### [Activity]
Provide an exact copy of the data, excluding the images.

Stored data entries:
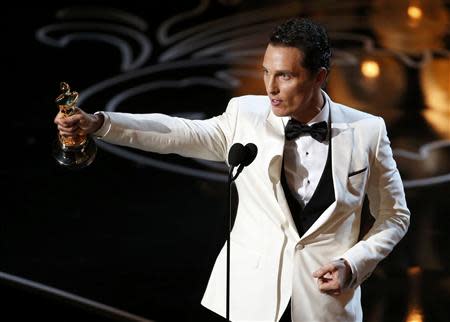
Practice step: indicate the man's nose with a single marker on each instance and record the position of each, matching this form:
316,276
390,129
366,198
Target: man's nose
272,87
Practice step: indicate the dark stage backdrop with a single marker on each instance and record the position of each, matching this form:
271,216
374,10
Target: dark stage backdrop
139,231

### [Exercise output]
Practice step: indicate the man's nose with a single marker on each instance and record the position of each, matching this form:
316,276
390,129
366,198
Target: man's nose
272,87
Practice step: indicate the dark stage backdrop with a single marker on each instance and record the position of each, matching this form:
271,216
374,10
Target: dark stage backdrop
139,231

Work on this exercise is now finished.